Consigne 1 =
Recopiez fidèlement le passage du texte sur la Trinité qui va de « LA Trinité a » à « Pourquoi la Trinité est-elle si difficile à comprendre ? ».
Consigne 2 =
Les affirmations suivantes concordent-elles avec le texte sur la Trinité ? Répondez par oui ou par non et citez chaque fois les mots du texte qui tranchent.
(a) Le mot « Trinité » figure dans plusieurs textes de la Sainte Écriture.
(b) Dans Jean 1:1, la première forme de théos est précédée de l’article défini.
(c) L’Évangile de Jean a été écrit en grec koinè.
Consigne 3 =
Rédigez la suite du texte sur la Trinité en reprenant après sa dernière phrase.

Texte source =

******

Jésus est-il Dieu ?
LA Trinité a été présentée comme “ le mystère central de la foi et de la vie chrétienne ”. (Catéchisme de l’Église catholique, § 234.) Selon cette doctrine, le Père, le Fils et l’esprit saint sont trois personnes en un Dieu. Le cardinal O’Connor a cependant confessé qu’il s’agit là d’“ un mystère très profond, dont la compréhension nous échappe totalement ”. Pourquoi la Trinité est-elle si difficile à comprendre ?
À l’entrée “ Trinité ”, on lit ceci dans un ouvrage spécialisé : “ Il peut sembler étrange de faire figurer dans un dictionnaire biblique ce mot qui ne se trouve en aucun texte de la Sainte Écriture a. ” Pour cette raison même, les tenants de la Trinité sont à l’affût de tout verset qui viendrait étayer leur enseignement — quitte à en forcer parfois le sens ?
Un verset trinitaire ?
Au nombre de ces versets controversés figure Jean 1:1. La Bible de Jérusalem le rend ainsi : “ Au commencement était le Verbe et le Verbe était auprès de Dieu [en grec, ton théon] et le Verbe était Dieu [théos] b. ” Comme signalé entre crochets, le texte original contient deux formes du substantif grec théos (dieu). La première est précédée d’une forme de l’article défini, ton (le) ; dans ce cas, théon désigne le Dieu Tout-Puissant. Dans le second cas, par contre, théos est sans article. Faut-il y voir une erreur ?
Pourquoi la doctrine de la Trinité est-elle si difficile à comprendre ?
Le grec koinè (ou commun), dans lequel l’Évangile de Jean a été écrit, possède ses règles propres en matière d’emploi de l’article défini. L’helléniste Archibald Robertson a expliqué que, si un sujet et son attribut sont tous deux précédés d’un article, “ ils sont définis, et à considérer comme identiques, équivalents, interchangeables ”. Et de prendre pour exemple Matthieu 13:38 : “ Le champ [ho agros], c’est le monde [ho kosmos]. ” Grammaticalement, si le champ c’est le monde, le monde est aussi le champ.

******

Données fournies =
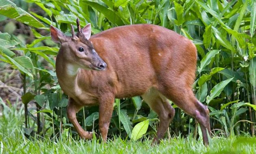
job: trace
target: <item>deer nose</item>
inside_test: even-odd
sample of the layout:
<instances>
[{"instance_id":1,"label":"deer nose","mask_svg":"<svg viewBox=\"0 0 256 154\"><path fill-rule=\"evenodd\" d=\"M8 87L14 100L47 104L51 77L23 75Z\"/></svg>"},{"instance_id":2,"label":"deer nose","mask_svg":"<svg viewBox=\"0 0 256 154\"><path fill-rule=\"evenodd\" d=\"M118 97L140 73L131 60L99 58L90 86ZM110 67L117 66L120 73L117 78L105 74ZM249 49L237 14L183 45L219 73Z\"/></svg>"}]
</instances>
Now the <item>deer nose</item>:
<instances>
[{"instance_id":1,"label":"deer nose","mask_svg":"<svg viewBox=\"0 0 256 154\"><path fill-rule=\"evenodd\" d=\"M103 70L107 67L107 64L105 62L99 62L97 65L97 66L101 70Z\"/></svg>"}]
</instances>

******

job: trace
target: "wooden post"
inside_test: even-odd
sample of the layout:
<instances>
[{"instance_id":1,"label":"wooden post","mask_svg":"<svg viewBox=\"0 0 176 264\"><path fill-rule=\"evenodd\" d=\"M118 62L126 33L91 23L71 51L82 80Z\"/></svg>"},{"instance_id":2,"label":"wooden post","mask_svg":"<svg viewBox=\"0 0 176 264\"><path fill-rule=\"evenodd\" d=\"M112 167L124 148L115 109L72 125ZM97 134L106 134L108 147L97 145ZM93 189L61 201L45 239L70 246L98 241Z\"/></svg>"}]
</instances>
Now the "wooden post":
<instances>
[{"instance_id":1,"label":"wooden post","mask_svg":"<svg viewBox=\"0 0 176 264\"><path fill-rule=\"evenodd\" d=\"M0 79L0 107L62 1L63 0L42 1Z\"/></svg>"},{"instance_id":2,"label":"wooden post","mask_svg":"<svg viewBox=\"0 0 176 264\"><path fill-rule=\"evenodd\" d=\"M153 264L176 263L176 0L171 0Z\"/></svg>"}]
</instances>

******

Réponse 1 =
LA Trinité a été présentée comme “ le mystère central de la foi et de la vie chrétienne ”. (Catéchisme de l’Église catholique, § 234.) Selon cette doctrine, le Père, le Fils et l’esprit saint sont trois personnes en un Dieu. Le cardinal O’Connor a cependant confessé qu’il s’agit là d’“ un mystère très profond, dont la compréhension nous échappe totalement ”. Pourquoi la Trinité est-elle si difficile à comprendre ?

Réponse 2 =
(a) Non : « ce mot qui ne se trouve en aucun texte de la Sainte Écriture ».
(b) Oui : « La première est précédée d’une forme de l’article défini, ton (le) ».
(c) Oui : « Le grec koinè (ou commun), dans lequel l’Évangile de Jean a été écrit ».

Réponse 3 =
Qu’en est-il lorsque seul le sujet est précédé de l’article défini, comme en Jean 1:1 ? Prenant ce passage pour exemple, James Hewett, spécialiste de grammaire néotestamentaire, souligne que “ dans ce type de construction, sujet et attribut ne sont ni équivalents, ni égaux, ni identiques, ni rien de semblable ”.
À l’appui, l’auteur cite 1 Jean 1:5, où on lit : “ Dieu est lumière ”. “ Dieu ” traduit le grec ho theos, ho étant l’article défini. En revanche, phos (“ lumière ”) n’est pas précédé de l’article. Conclusion : “ Si on peut [...] dire de Dieu qu’Il présente les qualités de la lumière, on ne peut pas toujours dire de la lumière qu’elle est Dieu. ” Dans le même registre, citons 1 Jean 4:16 : “ Dieu est amour ”. En grec, dans ces deux occurrences, le sujet est précédé de l’article défini, ce qui n’est pas le cas des attributs “ Esprit ” et “ amour ”. Si bien que sujets et attributs ne sont pas interchangeables. En clair, ces versets ne peuvent signifier “ un Esprit est Dieu ” ou “ l’amour est Dieu ”.
Qui donc est “ la Parole ” ?
Nombre d’hellénistes et de traducteurs de la Bible reconnaissent que Jean 1:1 souligne, non pas la notion d’identité, mais une caractéristique de la “ Parole ”. La version d’Oltramare rend la fin du verset par “ la Parole était d’essence divine ”. Reprenant en note la même expression, Edmond Stapfer a précisé que “ le mot Dieu n’est pas précédé de l’article dans le texte grec, ce qui lui donne ce sens atténué ”. L’helléniste Hubert Pernot a opté pour l’expression “ le Logos était dieu ” (avec une minuscule), justifiant ainsi son choix : “ Comme l’auteur vient d’établir une distinction entre le Logos et Dieu, il est difficile de lui faire dire : et le Logos était Dieu. Mieux vaut entendre que le Logos avait un caractère divin c. ” Concluant que le Logos ne désigne pas “ le Dieu suprême ”, le Nouveau vocabulaire biblique explique : “ Le texte est précis. Il omet l’article devant le mot ‘ dieu ’, alors que la ligne précédente le contenait. [...] ‘ Divin ’ est trop faible, ‘ Dieu ’ est trop fort. Le mot ‘ dieu ’, avec la minuscule, cherche à rendre la pensée d. ”
Jésus a fait une nette distinction entre son Père et lui.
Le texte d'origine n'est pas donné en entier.